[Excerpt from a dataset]

·····

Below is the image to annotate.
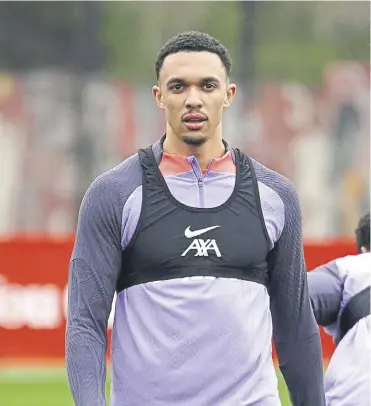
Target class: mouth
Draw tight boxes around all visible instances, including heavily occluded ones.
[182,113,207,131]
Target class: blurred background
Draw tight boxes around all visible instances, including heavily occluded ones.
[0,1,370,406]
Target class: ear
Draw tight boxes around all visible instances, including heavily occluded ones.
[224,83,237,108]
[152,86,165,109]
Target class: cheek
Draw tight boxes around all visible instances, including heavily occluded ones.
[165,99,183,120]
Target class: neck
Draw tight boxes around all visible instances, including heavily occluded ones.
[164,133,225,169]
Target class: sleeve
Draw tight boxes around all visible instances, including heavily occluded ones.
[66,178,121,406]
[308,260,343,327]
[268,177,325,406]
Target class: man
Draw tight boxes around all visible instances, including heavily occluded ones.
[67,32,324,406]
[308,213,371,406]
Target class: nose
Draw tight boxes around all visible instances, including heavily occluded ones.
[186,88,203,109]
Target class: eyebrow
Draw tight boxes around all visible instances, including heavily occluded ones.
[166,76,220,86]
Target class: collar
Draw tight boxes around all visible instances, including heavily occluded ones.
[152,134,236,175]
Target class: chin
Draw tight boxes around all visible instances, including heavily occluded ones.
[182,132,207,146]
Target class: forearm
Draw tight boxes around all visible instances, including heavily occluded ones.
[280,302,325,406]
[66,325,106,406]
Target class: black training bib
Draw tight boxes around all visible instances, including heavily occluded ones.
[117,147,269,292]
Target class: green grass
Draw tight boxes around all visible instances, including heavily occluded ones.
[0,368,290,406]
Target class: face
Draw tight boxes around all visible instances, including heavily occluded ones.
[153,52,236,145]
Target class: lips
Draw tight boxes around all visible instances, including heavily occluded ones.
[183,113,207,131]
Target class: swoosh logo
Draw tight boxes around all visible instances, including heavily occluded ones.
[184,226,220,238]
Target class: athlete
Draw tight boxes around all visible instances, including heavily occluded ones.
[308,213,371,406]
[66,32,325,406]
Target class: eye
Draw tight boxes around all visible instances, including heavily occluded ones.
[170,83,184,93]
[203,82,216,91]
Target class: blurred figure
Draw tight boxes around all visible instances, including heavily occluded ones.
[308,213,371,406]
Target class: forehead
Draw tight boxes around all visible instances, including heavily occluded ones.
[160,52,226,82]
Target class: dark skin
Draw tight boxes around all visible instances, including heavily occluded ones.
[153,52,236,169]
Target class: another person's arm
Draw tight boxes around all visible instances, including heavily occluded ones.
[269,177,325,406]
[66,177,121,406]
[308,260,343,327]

·····

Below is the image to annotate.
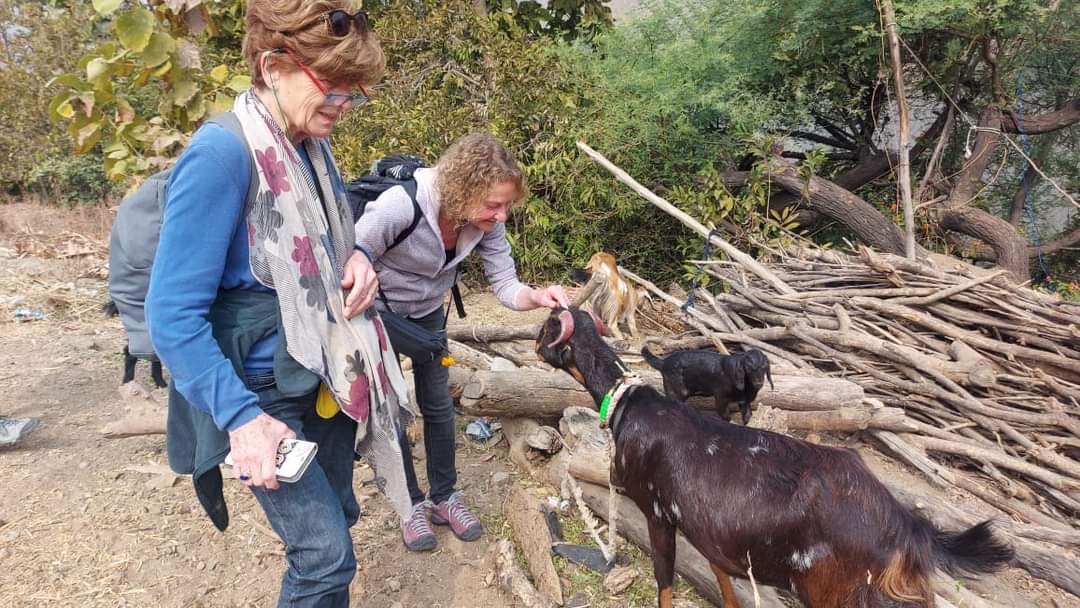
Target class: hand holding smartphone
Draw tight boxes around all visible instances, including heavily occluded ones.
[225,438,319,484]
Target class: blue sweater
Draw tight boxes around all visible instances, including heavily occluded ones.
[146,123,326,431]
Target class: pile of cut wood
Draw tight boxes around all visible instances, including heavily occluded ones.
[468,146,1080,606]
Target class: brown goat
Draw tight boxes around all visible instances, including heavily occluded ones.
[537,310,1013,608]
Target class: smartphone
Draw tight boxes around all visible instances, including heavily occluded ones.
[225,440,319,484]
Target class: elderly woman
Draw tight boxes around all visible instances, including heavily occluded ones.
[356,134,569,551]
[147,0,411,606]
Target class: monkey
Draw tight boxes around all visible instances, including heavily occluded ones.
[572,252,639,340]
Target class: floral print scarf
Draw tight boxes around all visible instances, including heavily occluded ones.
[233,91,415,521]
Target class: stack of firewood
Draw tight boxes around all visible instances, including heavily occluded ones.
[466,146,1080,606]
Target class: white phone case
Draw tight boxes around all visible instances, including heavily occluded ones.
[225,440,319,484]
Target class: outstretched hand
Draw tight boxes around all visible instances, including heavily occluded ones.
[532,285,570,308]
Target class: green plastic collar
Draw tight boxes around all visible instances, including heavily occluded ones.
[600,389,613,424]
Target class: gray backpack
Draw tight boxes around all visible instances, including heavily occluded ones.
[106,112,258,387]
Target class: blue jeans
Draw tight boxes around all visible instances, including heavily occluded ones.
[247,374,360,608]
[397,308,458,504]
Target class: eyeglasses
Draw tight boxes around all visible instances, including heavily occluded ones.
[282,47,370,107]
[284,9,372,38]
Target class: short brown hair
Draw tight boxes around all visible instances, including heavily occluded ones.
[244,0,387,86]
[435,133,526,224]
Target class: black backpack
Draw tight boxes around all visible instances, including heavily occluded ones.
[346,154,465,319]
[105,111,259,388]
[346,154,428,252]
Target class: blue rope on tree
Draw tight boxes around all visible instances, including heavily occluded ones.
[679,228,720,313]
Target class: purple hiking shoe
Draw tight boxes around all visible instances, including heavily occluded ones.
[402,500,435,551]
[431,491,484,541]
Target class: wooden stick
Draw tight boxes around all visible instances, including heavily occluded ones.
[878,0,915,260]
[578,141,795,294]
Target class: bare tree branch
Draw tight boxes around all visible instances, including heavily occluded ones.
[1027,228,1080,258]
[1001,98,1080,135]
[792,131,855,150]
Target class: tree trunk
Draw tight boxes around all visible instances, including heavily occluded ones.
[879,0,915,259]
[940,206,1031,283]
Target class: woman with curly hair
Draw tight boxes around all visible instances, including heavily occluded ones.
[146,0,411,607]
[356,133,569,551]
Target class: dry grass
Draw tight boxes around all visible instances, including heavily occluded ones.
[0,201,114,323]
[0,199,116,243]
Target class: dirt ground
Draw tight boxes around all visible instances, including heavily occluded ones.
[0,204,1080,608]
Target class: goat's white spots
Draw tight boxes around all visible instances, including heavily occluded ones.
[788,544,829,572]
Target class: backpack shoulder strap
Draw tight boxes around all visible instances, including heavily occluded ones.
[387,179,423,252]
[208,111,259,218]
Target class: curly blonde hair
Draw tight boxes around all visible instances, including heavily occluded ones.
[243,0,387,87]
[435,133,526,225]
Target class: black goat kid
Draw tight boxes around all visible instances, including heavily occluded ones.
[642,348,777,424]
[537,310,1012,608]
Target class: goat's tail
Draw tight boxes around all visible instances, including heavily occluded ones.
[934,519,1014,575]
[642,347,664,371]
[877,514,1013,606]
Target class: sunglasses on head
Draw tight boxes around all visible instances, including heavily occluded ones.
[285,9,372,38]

·····

Starting with the line containing "Target class: white phone case" and going through the line containing "[431,491,484,541]", write out those items again, replacing "heavily occluded" with "partially hidden" and leaving everything else unchanged.

Target class: white phone case
Draw tight boxes around all visible instances, including partially hidden ones.
[225,440,319,484]
Target class: outstretched hand
Draw tight boxes around all visible instances, including partially hidden ones.
[532,285,570,308]
Target class: green plastic collar
Draw tight boxes around all visible instances, including partially hidden ones.
[600,389,613,424]
Target class: gray backpack
Draw tight boxes around all visible instances, including partially hidden ones.
[106,112,258,387]
Target class: blue jeans
Draw tight boxes around all visible instances, including partially hidden ones.
[247,374,360,608]
[397,308,458,504]
Target class: eyeglasses
Draw tight boxes around all visible instances, including partially hidden ones.
[282,47,370,107]
[284,9,372,38]
Target class: short brown hair
Draw tight boxes around all visible instances, including partially hidden ones.
[244,0,387,86]
[435,133,526,224]
Target class: black backpack
Draw tight boxes around all visible instances, including partially hidden ones.
[346,154,465,319]
[105,111,259,388]
[346,154,428,252]
Target class: blue rope on tree
Draw tight boxes around all visible instances, including partially hidden ones.
[679,228,720,313]
Target class: purple hiking shoe
Draw tight boxes around all visible instances, including partially hidden ones.
[402,500,435,551]
[431,491,484,541]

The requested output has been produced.